▸ **What this task involves**
In the records, starting at the beginning and ending with the line that contains "383), (226, 386)]]", rename "brown deck plank" to "wooden deck board". Give those lines back with nothing else changed.

▸ **Material supplied**

════

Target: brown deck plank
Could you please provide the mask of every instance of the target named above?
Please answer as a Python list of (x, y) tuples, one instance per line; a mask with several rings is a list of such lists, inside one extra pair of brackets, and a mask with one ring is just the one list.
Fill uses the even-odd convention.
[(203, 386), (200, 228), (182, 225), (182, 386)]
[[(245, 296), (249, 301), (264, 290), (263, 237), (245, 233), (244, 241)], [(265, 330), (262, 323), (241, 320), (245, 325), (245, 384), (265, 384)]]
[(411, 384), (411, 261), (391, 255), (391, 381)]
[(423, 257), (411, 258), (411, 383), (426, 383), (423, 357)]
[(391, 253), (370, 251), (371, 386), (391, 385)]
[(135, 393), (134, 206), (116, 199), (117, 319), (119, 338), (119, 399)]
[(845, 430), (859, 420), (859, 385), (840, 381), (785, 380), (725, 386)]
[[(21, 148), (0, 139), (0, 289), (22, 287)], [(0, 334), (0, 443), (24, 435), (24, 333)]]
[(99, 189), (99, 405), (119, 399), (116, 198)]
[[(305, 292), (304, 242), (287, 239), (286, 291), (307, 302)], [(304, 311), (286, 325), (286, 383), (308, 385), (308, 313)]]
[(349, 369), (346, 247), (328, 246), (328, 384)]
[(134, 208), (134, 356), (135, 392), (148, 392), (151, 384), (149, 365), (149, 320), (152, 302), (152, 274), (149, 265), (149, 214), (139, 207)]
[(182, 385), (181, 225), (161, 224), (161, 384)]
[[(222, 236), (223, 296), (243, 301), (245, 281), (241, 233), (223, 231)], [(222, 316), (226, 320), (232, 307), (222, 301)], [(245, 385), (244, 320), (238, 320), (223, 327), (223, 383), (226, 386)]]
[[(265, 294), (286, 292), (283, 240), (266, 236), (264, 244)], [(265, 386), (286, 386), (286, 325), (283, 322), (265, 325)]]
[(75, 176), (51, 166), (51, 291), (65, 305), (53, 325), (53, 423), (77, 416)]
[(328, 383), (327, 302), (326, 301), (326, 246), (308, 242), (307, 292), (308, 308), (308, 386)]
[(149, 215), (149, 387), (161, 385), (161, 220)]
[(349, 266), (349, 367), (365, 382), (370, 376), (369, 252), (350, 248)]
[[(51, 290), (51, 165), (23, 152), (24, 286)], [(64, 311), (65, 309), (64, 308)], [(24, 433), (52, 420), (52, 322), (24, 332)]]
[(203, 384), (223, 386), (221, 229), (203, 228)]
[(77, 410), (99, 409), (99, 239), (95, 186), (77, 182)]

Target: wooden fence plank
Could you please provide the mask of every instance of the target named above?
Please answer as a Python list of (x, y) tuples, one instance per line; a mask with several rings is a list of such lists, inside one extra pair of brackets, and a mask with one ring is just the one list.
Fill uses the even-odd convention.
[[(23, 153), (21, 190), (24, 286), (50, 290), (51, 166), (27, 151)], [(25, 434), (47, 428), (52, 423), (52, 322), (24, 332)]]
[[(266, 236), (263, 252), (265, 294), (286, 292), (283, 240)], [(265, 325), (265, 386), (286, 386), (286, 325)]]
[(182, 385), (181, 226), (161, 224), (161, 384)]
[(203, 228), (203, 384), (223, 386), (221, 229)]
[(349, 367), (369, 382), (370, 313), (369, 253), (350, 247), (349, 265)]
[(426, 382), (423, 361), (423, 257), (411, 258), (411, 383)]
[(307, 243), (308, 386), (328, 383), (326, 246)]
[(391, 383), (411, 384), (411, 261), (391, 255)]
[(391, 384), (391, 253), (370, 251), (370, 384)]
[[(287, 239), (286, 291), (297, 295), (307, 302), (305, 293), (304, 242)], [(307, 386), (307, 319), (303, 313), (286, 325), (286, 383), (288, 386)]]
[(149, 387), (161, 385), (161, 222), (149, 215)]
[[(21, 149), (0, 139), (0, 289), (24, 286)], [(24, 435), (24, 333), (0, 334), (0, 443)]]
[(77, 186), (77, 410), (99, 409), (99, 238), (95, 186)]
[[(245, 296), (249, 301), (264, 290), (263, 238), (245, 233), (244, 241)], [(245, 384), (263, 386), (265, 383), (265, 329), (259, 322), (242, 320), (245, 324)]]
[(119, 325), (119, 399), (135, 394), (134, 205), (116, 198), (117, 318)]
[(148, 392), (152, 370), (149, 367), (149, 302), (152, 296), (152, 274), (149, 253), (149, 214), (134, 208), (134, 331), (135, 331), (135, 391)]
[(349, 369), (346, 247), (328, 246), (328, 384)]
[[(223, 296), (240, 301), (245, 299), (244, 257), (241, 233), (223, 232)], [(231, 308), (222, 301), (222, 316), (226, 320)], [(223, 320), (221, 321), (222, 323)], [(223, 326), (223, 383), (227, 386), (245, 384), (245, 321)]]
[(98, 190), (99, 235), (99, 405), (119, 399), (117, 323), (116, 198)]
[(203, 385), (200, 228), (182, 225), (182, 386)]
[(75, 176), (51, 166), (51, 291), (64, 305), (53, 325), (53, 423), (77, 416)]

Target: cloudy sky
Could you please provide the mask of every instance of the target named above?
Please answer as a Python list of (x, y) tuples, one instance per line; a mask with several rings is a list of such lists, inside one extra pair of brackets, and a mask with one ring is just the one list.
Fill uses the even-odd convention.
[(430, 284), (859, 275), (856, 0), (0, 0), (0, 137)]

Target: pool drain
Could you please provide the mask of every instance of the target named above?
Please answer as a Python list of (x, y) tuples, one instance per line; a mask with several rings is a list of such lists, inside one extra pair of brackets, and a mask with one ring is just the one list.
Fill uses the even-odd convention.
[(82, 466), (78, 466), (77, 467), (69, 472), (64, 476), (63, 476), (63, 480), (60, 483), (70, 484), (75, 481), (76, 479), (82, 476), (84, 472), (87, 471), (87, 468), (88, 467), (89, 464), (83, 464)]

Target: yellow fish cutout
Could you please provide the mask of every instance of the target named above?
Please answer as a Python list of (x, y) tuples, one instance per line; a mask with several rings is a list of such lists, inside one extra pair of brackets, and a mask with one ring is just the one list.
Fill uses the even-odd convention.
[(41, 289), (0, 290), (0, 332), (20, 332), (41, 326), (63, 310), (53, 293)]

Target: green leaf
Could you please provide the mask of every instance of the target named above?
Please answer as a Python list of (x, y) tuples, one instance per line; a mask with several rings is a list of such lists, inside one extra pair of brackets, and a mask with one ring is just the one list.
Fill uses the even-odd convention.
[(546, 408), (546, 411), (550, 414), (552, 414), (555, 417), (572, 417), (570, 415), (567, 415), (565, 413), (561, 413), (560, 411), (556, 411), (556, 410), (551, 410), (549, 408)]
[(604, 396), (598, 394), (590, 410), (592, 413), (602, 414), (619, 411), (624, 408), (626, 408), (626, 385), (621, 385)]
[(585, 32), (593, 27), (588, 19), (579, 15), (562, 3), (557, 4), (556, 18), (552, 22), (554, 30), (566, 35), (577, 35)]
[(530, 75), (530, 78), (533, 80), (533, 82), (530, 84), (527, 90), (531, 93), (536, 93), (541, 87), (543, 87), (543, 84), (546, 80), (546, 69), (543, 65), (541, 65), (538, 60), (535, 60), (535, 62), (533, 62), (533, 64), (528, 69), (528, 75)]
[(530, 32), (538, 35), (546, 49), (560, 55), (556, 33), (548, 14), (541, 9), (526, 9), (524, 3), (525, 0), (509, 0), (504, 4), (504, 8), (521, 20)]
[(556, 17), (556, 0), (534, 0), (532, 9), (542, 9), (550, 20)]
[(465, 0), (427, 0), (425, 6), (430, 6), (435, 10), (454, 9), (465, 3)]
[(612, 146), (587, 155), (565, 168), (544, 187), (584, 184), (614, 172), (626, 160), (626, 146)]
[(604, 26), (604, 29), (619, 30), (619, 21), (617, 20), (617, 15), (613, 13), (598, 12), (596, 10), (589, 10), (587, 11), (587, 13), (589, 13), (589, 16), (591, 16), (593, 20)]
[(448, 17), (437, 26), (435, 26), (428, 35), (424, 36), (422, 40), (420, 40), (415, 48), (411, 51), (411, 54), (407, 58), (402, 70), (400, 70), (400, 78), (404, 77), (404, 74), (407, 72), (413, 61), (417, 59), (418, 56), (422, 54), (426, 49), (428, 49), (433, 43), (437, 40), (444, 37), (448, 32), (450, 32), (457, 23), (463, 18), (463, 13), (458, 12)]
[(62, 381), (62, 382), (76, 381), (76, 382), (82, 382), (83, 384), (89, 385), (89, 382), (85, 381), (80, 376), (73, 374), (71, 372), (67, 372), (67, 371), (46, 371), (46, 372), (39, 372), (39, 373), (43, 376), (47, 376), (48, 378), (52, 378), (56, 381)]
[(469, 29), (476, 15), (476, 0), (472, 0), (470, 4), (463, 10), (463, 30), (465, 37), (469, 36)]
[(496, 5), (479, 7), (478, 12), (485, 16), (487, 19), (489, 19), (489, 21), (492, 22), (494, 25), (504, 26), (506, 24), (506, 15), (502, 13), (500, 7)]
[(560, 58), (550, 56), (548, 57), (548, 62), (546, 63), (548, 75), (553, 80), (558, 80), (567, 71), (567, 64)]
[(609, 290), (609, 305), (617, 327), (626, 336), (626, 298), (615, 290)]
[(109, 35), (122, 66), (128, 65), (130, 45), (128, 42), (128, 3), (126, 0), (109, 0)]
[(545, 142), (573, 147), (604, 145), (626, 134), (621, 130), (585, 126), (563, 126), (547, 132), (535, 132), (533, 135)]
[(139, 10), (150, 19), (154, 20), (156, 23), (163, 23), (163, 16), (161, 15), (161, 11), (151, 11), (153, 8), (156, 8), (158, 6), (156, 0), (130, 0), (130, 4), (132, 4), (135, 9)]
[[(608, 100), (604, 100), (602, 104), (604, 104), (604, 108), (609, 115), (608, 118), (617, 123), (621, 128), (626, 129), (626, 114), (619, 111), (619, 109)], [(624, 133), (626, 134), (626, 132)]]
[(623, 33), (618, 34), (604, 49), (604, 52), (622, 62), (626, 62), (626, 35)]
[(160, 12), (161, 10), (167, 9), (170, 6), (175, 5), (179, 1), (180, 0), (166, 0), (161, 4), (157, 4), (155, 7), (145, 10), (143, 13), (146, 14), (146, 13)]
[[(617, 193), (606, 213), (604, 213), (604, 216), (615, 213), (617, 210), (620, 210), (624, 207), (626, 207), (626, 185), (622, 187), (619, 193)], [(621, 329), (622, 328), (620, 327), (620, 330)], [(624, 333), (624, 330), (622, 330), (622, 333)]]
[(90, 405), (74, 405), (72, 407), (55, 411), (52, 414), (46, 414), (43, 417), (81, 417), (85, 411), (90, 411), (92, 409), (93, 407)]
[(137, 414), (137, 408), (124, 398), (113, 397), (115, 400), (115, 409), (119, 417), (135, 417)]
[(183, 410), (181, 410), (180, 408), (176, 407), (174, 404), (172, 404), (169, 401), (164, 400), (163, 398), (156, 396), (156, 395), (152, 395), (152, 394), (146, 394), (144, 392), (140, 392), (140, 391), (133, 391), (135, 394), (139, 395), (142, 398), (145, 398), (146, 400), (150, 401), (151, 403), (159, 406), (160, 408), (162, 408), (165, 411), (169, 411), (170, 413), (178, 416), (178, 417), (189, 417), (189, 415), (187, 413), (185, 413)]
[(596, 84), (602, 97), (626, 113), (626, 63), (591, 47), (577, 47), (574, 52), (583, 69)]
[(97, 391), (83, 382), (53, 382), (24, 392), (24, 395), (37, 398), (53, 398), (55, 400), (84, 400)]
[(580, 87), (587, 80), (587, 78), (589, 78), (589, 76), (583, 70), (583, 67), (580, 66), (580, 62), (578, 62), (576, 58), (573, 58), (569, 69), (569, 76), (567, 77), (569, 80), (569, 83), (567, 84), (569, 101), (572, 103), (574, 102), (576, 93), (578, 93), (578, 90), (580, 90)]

════

▸ **Task solution**
Target: wooden deck board
Could you please provide the mask of every instance of the target named above?
Please answer as a Python list of (x, y) tuples, one instance per line; a mask with several rings is a list of such lists, inside one extra pair of brackets, and a mask with one ring is just the one list.
Fill uses the even-odd convention.
[(203, 386), (200, 228), (182, 225), (182, 386)]
[[(245, 296), (249, 301), (264, 290), (263, 237), (245, 233), (244, 241)], [(265, 330), (262, 323), (241, 320), (245, 325), (245, 384), (265, 384)]]
[(411, 384), (411, 261), (391, 255), (391, 381)]
[(423, 257), (411, 258), (411, 383), (426, 383), (423, 357)]
[(391, 253), (370, 251), (371, 386), (391, 385)]
[(135, 393), (134, 206), (116, 199), (117, 319), (119, 338), (119, 399)]
[(845, 430), (859, 420), (859, 385), (840, 381), (785, 380), (725, 386)]
[[(21, 148), (0, 139), (0, 289), (22, 287)], [(0, 334), (0, 443), (24, 435), (24, 333)]]
[(99, 189), (99, 405), (119, 399), (116, 198)]
[[(305, 292), (304, 242), (287, 239), (286, 291), (307, 302)], [(304, 311), (286, 325), (286, 383), (308, 385), (308, 313)]]
[(349, 369), (346, 247), (328, 246), (328, 384)]
[(134, 208), (134, 356), (135, 392), (148, 392), (151, 384), (149, 365), (149, 320), (152, 302), (152, 274), (149, 265), (149, 214), (139, 207)]
[(182, 385), (181, 225), (161, 224), (161, 384)]
[[(222, 236), (223, 296), (243, 301), (245, 281), (241, 233), (223, 231)], [(222, 316), (226, 320), (232, 307), (222, 301)], [(245, 385), (244, 320), (238, 320), (223, 327), (223, 383), (226, 386)]]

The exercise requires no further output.